- _Extract to read_:

====

HomeBlogResume
HeaderHeader
Docker AI stack

Docker AI stack

Introduction

This post is a shorter and updated version of my previous Docker Compose based AI stack.

It will focus on what I mainly use : a Llama.cpp server, with OpenAI compatible API, running LLMs fine tuned for Fill In the Middle (FIM) completion, and Tabby to integrate completions in my editor.

I use Linux and have an Nvidia GPU (RTX 3090). If you have a mac or another type of GPU need to head to https://github.com/ggml-org/llama.cpp/blob/master/docs/docker.md and use the correct `server` image variant (rocm, vulkan etc.).

I have installed Docker and Docker Compose, and am using an Nvidia GPU, so I needed the Nvidia Container Toolkit too.

Create a directory to host all this stuff, I will use `~/ai-stack` in this article

Copy code
mkdir ~/ai-stack
cd ~/ai-stack

# for the models 
mkdir models

# and init a git repo
git init
# ignore secrets and data dirs
echo -e ".env.*\nmodels" > .gitignore

touch docker-compose.yml

Llama.cpp : the backend

First, download a model, I suggest Unsloth's excellent GGUFs huggingface.co/unsloth/Qwen3-Coder-30B-A3B-Instruct-GGUF. I'm using the `Q4_K_XL` variant. Download it in the `models` folder.

====

- _Data extracts_:
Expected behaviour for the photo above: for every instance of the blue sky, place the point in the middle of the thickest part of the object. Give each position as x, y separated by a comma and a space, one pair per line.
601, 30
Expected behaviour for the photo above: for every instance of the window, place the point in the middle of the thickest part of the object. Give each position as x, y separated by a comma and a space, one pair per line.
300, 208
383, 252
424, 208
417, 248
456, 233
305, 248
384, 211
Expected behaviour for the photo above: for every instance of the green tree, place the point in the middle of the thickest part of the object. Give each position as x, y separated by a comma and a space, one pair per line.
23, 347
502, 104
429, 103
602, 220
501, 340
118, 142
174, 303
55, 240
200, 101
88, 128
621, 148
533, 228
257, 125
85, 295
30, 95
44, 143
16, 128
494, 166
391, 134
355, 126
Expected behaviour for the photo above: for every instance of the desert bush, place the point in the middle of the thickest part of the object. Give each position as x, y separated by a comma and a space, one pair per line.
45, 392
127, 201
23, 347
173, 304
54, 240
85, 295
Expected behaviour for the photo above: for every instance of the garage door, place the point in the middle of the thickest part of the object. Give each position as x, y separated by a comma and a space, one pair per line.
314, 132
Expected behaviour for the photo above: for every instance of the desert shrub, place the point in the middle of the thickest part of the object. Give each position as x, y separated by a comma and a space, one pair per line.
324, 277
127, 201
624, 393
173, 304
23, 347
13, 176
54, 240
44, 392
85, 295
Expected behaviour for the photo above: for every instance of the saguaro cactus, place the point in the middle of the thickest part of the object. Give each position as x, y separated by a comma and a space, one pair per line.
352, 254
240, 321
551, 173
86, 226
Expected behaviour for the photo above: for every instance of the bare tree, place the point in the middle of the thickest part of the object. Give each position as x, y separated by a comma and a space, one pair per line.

====

- _Required action 1_: In the Docker AI stack post, what GPU does the writer have?
- _Required action 2_: Please copy out the part of the Docker AI stack post that opens with the words containing "This post is" and closes with "(rocm, vulkan etc.).".

- _Written reply 1_: An Nvidia RTX 3090.

- _Written reply 2_:
This post is a shorter and updated version of my previous Docker Compose based AI stack.

It will focus on what I mainly use : a Llama.cpp server, with OpenAI compatible API, running LLMs fine tuned for Fill In the Middle (FIM) completion, and Tabby to integrate completions in my editor.

I use Linux and have an Nvidia GPU (RTX 3090). If you have a mac or another type of GPU need to head to https://github.com/ggml-org/llama.cpp/blob/master/docs/docker.md and use the correct `server` image variant (rocm, vulkan etc.).